>> start Source document

Sunday, July 29, 2007

Finding Corvara, Alto Adige, 2006

View from the road

One of the many great things about Angel is his interesting hobbies...ham radio and cycling...which have always taken us to great places. Ham radio took me to Tortola in the British Virgin Islands, paradise. And cycling has taken me to the Alta Badia, where Corvara is, in the region of the Alto Adige.

Verona, in July of 2006, was a cauldron of heat and humidity. The A/C wasn't working because, as our landlord so quaintly put it, 'a little Italian spider must have crawled inside the pipes and built a nest'. How cute. Actually, the landlord hadn't maintained the system in fifteen years, and the outflow pipes were caked and clogged. But that is another story.


So, when Angel signed up for the Maratona dles Dolomiti, and asked me if I would like to go for three days into the high mountains, I thought it over for a nanosecond, and packed. We rented a car and drove north. As we neared Bolzano, my jaw didn't bother to close anymore...I couldn't believe the beauty of the mountains. Growing up in Northern California, I thought I knew beautiful mountains, but the Dolomiti are unique in all the world for their composition and color.

>> end Source document
>> start Material shown

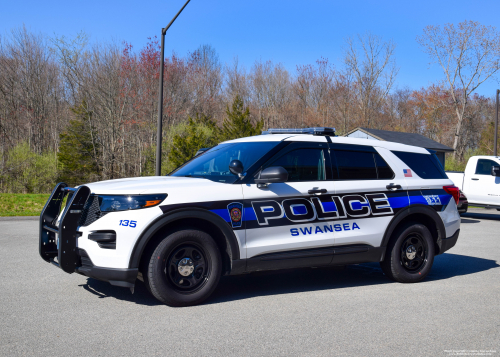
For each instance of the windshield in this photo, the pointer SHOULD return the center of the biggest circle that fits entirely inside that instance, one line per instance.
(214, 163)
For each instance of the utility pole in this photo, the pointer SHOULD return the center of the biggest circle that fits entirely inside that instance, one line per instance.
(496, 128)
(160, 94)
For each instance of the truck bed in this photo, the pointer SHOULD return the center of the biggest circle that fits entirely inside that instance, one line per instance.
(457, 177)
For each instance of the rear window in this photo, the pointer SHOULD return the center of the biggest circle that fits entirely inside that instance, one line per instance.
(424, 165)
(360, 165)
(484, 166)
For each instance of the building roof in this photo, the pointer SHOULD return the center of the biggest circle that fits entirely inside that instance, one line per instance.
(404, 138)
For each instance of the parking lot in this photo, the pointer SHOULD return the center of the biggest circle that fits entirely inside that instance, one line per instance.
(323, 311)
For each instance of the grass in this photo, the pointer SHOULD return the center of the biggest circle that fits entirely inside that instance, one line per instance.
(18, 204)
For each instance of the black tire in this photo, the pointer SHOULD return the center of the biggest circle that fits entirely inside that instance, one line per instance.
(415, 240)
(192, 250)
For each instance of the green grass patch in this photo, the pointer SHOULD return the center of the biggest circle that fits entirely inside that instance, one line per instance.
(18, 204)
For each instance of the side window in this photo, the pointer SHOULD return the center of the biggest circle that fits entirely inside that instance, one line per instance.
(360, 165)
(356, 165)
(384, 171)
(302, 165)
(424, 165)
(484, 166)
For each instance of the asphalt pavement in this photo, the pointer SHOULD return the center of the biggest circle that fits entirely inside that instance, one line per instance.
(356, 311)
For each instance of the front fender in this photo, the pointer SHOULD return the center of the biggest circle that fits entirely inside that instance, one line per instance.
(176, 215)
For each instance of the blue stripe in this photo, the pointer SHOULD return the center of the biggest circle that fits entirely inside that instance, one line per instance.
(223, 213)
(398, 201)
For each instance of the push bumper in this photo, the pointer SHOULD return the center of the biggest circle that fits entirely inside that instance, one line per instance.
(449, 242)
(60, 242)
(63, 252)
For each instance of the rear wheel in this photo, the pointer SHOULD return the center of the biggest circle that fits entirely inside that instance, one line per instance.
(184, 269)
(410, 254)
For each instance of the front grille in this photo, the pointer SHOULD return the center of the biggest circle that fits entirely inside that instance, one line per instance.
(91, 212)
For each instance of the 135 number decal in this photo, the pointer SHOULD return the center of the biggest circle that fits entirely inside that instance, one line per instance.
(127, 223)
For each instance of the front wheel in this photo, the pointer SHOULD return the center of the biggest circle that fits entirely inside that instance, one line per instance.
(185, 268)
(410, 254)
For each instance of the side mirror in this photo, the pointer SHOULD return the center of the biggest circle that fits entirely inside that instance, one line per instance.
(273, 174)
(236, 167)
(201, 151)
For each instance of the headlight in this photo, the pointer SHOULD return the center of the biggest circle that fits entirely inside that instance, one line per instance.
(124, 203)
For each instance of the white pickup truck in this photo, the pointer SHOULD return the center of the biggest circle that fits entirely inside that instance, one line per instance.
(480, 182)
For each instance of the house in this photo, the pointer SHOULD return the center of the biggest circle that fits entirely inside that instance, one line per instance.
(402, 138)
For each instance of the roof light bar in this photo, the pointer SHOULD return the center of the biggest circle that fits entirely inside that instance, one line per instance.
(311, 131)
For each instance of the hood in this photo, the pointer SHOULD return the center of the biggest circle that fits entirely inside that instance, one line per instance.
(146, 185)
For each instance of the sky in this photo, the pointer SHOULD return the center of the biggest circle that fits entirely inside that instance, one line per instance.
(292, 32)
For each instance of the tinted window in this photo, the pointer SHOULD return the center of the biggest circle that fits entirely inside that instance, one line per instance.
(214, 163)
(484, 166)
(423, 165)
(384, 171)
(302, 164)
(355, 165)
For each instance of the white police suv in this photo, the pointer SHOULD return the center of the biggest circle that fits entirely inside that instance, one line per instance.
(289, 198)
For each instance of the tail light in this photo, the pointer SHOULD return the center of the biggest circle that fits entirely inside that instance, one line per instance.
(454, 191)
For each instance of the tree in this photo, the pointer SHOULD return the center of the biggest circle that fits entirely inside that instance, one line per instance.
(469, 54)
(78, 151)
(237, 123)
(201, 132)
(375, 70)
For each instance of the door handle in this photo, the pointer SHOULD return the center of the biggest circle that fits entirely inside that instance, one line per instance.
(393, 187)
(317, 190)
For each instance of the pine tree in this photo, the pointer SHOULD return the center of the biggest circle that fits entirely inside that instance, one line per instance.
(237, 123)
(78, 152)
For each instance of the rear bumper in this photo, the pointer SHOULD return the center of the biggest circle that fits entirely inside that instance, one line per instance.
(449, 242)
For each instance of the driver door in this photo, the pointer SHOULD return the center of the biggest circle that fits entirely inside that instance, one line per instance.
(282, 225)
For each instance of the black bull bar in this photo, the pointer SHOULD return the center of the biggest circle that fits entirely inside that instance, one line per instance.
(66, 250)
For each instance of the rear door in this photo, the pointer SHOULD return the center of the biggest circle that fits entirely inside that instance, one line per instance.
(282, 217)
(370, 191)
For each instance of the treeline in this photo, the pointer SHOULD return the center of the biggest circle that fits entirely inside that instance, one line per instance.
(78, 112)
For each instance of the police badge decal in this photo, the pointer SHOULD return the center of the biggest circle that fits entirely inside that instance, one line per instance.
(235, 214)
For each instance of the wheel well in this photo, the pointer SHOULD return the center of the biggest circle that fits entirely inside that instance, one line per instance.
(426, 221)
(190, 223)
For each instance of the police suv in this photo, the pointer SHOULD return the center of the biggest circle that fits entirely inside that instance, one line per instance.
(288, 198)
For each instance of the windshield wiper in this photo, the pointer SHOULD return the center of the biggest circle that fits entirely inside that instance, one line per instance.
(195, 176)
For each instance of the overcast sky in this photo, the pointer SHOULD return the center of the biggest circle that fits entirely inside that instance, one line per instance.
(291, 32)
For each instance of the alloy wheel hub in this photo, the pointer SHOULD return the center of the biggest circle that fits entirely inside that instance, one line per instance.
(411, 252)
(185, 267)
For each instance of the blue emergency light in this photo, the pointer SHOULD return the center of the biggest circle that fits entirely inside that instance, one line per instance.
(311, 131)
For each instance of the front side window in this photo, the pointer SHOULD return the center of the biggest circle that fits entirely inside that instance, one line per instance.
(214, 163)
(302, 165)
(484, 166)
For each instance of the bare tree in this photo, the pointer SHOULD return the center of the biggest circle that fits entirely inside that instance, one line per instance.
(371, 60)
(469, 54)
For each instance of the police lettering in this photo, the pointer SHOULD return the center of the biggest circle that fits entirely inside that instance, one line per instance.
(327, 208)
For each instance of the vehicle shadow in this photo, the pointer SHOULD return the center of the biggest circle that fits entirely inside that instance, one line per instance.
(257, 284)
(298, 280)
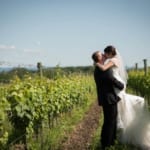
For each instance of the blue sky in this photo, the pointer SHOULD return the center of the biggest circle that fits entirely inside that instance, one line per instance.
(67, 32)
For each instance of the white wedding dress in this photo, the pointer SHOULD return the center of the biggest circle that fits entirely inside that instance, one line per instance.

>> end Material shown

Parts of the exercise:
[A] In the post about finding Corvara, what event did Angel sign up for?
[B] Using the post about finding Corvara, explain why the air conditioning in Verona wasn't working.

Answer list:
[A] The Maratona dles Dolomiti.

[B] The landlord hadn't maintained the system in fifteen years, so the outflow pipes were caked and clogged. The landlord instead blamed a little Italian spider that had supposedly built a nest inside the pipes.